Saved data entries:
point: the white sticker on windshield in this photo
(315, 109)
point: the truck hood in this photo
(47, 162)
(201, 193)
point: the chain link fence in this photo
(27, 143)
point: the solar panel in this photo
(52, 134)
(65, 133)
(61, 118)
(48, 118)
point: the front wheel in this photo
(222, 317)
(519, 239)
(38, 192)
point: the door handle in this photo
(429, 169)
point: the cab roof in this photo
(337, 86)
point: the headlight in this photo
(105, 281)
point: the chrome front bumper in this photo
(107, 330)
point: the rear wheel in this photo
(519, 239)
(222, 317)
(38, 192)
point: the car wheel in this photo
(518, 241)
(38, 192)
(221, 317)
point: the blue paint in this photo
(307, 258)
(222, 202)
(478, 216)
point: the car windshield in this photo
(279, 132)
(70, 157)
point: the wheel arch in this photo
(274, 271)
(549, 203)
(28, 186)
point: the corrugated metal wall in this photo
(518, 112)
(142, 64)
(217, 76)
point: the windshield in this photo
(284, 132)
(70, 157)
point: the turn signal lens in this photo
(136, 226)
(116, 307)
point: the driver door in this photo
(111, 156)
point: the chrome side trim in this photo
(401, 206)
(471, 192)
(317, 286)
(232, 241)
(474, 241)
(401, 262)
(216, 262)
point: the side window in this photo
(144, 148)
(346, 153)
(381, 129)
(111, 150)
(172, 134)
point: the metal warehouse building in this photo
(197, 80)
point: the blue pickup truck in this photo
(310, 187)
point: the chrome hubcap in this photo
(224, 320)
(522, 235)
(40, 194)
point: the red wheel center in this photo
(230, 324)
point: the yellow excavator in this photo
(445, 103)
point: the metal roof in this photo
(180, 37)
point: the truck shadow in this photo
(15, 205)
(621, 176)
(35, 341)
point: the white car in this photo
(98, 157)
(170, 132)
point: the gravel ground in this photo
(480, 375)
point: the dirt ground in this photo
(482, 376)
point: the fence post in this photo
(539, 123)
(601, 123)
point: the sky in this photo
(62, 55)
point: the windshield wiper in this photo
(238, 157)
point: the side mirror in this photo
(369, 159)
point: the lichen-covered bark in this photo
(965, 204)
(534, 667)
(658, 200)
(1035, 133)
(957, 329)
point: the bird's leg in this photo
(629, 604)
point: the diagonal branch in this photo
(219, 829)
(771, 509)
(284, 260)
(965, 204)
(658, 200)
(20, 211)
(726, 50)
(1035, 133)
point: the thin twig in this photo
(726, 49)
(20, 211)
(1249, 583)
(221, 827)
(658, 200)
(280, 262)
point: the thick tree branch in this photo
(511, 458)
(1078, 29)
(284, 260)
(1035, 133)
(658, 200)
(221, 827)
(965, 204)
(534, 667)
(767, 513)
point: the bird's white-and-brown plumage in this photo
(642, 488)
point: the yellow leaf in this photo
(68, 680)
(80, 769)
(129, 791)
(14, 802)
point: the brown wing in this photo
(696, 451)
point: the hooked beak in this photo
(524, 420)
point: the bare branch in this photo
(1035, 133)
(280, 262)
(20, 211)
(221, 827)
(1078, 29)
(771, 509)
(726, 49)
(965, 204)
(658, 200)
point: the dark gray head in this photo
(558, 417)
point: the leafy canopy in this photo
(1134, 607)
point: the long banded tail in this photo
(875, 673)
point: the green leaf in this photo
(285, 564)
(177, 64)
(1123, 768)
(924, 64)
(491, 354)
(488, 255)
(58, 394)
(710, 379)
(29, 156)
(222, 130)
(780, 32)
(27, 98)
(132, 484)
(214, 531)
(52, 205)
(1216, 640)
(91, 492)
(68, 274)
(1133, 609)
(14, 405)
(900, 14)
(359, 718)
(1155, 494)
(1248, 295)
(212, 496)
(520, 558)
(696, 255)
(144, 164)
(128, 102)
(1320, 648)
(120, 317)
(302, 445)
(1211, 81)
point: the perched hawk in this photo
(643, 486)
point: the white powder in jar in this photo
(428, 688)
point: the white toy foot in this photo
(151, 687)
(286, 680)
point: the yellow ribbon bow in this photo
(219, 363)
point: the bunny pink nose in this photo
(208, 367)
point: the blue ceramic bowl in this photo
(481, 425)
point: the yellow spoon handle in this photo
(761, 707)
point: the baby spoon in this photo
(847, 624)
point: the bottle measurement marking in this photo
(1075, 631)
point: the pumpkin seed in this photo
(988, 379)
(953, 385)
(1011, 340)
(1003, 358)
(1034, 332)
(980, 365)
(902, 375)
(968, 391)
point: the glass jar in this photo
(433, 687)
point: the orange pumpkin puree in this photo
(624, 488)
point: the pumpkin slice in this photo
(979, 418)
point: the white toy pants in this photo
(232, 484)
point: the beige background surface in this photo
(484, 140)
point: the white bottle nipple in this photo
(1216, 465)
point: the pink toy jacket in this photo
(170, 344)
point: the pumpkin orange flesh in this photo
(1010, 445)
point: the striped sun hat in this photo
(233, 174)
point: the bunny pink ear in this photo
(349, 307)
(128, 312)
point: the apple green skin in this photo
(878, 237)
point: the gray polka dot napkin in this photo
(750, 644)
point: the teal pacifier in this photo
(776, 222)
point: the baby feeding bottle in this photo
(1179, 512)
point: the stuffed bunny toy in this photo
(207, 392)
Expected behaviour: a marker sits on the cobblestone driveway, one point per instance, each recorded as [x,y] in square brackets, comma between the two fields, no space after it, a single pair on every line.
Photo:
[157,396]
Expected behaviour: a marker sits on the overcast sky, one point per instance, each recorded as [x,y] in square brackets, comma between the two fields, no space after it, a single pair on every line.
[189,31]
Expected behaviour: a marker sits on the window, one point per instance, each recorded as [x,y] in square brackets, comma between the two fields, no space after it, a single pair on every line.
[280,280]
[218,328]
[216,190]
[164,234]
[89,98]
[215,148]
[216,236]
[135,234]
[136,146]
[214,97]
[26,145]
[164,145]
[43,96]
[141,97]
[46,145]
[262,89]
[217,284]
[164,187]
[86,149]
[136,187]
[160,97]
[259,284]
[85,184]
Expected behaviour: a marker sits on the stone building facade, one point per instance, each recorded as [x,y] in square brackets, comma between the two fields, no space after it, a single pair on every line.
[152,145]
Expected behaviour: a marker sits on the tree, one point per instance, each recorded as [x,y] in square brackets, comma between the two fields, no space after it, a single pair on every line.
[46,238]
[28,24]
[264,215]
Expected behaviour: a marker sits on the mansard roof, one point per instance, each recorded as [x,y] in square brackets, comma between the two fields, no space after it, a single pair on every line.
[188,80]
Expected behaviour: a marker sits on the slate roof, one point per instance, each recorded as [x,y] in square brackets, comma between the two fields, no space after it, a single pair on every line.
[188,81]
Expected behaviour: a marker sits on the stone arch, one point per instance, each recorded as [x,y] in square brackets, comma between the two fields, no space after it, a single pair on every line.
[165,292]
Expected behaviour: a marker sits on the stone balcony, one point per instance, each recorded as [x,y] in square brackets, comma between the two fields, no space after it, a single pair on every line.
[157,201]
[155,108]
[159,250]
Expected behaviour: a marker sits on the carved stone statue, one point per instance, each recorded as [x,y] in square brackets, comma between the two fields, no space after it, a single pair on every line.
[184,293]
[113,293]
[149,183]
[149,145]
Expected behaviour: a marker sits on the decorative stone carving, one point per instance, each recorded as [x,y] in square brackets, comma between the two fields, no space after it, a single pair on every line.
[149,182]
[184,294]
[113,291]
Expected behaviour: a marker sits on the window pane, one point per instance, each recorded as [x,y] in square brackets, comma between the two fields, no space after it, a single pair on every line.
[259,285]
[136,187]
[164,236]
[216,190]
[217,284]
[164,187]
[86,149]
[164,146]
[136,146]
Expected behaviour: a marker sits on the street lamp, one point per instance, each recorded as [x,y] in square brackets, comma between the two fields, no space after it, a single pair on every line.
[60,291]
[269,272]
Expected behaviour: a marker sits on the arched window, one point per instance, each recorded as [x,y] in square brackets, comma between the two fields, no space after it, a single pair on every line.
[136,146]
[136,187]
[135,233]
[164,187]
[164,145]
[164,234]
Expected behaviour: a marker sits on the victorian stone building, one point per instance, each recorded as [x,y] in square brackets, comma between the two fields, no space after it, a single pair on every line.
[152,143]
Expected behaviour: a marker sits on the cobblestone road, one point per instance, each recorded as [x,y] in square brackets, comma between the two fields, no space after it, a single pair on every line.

## WORK REQUEST
Work out how many lines in the data above hold the word "cobblestone". Reply with nothing but the count.

## EXERCISE RESPONSE
2